[Kolab-devel] Anybody currently working on the kolab web interface?
Martin Konold
martin.konold at erfrakon.de
Tue Mar 23 11:19:30 CET 2004
Am Dienstag, 23. März 2004 10:41 schrieb Stephan Buys:
Hi Stephan,
> There is no direct design information available (yes, we are Machete coders
> ;-)
;-)
> 1) Kolab's core design rule stays in place:
> Web -> LDAP -> backend.
Good!
> 2) The kolab.conf file stays the same. (Just with a lot more options)
Can you provide me with a list of intended new options?
> 3) The template mechanism stays the same (expect that we have added the
> meta data functionality mentioned earlier on the list)
> The effect of this is that whenever you change _anything_ on the Kolab
> server object in LDAP that the kolab.conf file is modified directly. The
> net effect is that the Daemon only has one place to look for information
> and that is kolab.conf.
If I understand correctly than this means the the current kolab.conf is only
written during bootstrap but that the future kolab.conf is configurable via
LDAP?
> This way we sidestep any synchronization issues between the Kolab LDAP
> object and kolab.conf
I don't understand this.
> and we can use kolab.conf as the authorative source
> of information.
Hmm, sofar the LDAP directory was the only authorative source of information.
What do you can with kolab.conf in between? Why do you think it solves
synchronization issues?
> You can still point the Daemon to use LDAP (instead of
> kolab.conf for everything) as it used to be.
I still prefer the old behaviour as long I dont understand the advantages of
the new behaviour.

**********

> [Set problem]
Please continue the Kolab mailing-list message above, picking up right after its final sentence.

**********

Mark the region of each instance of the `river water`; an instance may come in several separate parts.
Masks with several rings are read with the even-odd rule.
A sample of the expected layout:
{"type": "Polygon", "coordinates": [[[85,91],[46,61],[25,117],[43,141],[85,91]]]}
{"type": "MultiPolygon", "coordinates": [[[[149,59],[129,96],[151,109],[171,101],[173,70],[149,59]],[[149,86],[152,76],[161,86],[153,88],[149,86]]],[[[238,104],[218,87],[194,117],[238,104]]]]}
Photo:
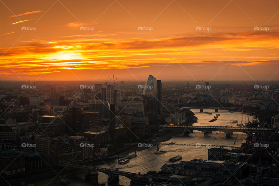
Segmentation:
{"type": "MultiPolygon", "coordinates": [[[[198,118],[197,122],[193,125],[225,126],[235,126],[237,123],[233,123],[235,120],[241,121],[242,114],[239,112],[228,112],[224,110],[219,110],[218,113],[215,112],[213,109],[204,109],[203,111],[207,111],[212,113],[209,115],[205,113],[200,112],[199,109],[191,109],[191,110],[195,114],[198,118]],[[208,121],[213,119],[213,116],[218,114],[217,121],[213,122],[209,122],[208,121]]],[[[250,116],[252,119],[252,116],[250,116]]],[[[185,137],[183,134],[178,135],[173,137],[171,139],[164,143],[176,142],[177,144],[193,144],[198,143],[207,146],[224,145],[233,146],[237,137],[235,146],[240,146],[243,140],[246,138],[247,135],[241,132],[235,132],[231,135],[231,138],[226,138],[226,134],[222,132],[214,131],[208,136],[204,136],[203,133],[194,131],[192,134],[189,134],[189,137],[185,137]]],[[[106,164],[100,165],[100,167],[107,168],[119,167],[121,170],[132,172],[140,172],[145,173],[149,171],[160,171],[164,164],[171,163],[168,161],[169,159],[180,155],[182,156],[182,159],[177,161],[187,161],[193,159],[207,159],[208,150],[209,147],[206,146],[182,146],[178,145],[160,145],[160,150],[167,151],[167,153],[162,154],[154,154],[156,150],[156,147],[153,146],[151,148],[143,150],[137,152],[137,156],[130,160],[130,162],[125,164],[119,165],[117,160],[106,164]]],[[[108,176],[105,174],[99,172],[99,183],[107,182],[108,176]]],[[[89,183],[84,181],[85,174],[84,173],[76,173],[70,178],[68,178],[71,186],[89,185],[89,183]]],[[[59,185],[57,184],[59,178],[58,178],[52,182],[51,185],[59,185]],[[56,181],[56,180],[57,180],[56,181]],[[56,183],[55,183],[56,182],[56,183]]],[[[130,180],[122,176],[119,177],[119,184],[124,185],[130,185],[130,180]]]]}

**********

> [Result of the exercise]
> Major changes that you will see:
> All the attributes in in the Kolab LDAP object will now also be listed in
> kolab.conf
> Major benefits:
> - We sidestep the chicken-and-egg problem whereby you cannot rewrite your
> templates when you have a misconfiguration and LDAP refuses to start.
You have a partial point here but I think that the problem can be solved
differently. Sofar I am not aware of a problem which would have been avoided
by your new approach.
> - Templates are not rewritten upon _every_ LDAP modification. (Although
> this is still possible)
Templates never got rewritten but for simplicity we regenerated all
configuration files (based on templates + LDAP data) every time a change
happened.
With the old scheme it is of course possible to avoid this and optimize to
only write those files which are actually affected by a change in the LDAP
directory.
> Architectural Changes:
> - When you change something on the Kolab server LDAP object, the template
> rewrite mechanism gets triggerred by the OpenLDAP backend (and not by the
> slurpd replication monitor).
What is your OpenLDAP backend. This terminology is confusing to me as the
OpenLDAP people define the OpenLDAP backend very differently. (meaning the
actual storage machanism e.g. gdbm, SQL,...)
http://www.openldap.org/lists/openldap-devel/200306/msg00076.html
How does the your backend know that something changed in the directory.
Please note that we only use the slurpd replication monitor in order to notice
that something changed we dont use it to transfer data.
> Horde Web Frontend
> -----------------------
>
> - This will be a drop-in replacement for the current Admin interface and
> will only operate on objects in LDAP.
Good!
> We have no intention of breaking this
> design. (With the possible exception of Postfix Queue management)
How do you intend to make web based queue management?
Which user/permissions does the web interface have?
Does it have root permissions?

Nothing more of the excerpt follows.